Raw data —
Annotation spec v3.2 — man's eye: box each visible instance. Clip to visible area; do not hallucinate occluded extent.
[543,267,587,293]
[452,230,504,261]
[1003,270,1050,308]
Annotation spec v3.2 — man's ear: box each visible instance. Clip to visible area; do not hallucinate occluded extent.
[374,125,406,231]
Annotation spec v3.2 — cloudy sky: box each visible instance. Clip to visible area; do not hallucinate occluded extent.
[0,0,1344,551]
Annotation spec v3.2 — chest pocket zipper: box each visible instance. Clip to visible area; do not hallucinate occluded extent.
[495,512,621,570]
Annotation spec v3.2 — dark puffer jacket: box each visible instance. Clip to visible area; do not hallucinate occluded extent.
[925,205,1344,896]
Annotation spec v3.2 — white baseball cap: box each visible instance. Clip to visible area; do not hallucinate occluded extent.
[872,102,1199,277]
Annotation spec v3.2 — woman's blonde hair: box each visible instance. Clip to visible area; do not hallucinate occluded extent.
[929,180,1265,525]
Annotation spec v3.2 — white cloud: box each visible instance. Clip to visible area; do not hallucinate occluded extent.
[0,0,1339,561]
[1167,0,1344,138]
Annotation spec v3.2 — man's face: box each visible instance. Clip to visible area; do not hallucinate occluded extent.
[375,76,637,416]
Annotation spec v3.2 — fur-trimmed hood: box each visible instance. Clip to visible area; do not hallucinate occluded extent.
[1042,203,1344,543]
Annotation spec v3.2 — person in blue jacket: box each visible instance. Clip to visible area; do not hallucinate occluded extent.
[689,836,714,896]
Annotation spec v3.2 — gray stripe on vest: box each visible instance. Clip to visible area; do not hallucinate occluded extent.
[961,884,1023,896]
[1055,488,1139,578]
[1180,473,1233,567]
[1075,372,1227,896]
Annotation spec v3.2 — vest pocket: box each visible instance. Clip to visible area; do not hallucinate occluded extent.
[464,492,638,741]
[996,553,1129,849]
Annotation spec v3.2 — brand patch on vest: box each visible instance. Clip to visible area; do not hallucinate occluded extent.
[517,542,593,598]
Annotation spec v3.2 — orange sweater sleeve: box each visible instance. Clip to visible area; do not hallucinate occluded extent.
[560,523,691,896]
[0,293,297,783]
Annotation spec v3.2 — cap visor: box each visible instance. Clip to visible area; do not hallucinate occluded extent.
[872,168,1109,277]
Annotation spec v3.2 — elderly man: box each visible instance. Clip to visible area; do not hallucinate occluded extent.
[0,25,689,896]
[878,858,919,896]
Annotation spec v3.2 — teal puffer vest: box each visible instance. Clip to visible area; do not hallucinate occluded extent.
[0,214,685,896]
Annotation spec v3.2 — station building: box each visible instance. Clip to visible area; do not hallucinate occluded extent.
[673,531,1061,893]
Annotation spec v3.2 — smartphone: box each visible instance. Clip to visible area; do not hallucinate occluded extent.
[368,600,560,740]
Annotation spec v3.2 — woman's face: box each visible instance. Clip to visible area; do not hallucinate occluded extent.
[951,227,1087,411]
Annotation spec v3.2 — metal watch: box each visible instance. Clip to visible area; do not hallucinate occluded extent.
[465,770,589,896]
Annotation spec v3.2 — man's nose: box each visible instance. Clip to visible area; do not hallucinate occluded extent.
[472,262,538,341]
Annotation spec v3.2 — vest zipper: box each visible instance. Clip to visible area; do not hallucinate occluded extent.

Exercise directions —
Update the data starting at the line containing "Annotation spec v3.2 — teal" and ending at the line containing "[465,770,589,896]", swapping "smartphone" for "mobile phone" and leaving everything else unchanged. Return only those lines.

Exercise solution —
Annotation spec v3.2 — teal puffer vest: box each visible instance. Clip to visible area; do not hallucinate occluded extent.
[0,214,685,896]
Annotation spec v3.2 — station building: box each visible instance. Clip to visible area; do not hallucinate occluded extent.
[673,531,1061,893]
Annotation spec v3.2 — mobile phone: box each visible instance. Clip to visible area; do not hallucinate occluded extent.
[368,600,560,740]
Annotation spec v3.2 — woman's face: box each visible instance. Clip to visible area; do not hallucinate occluded extent.
[951,227,1087,411]
Annotation spec v3.2 — metal watch: box each visible instance. Clip to visible area; do not hallucinate occluded extent.
[465,770,589,896]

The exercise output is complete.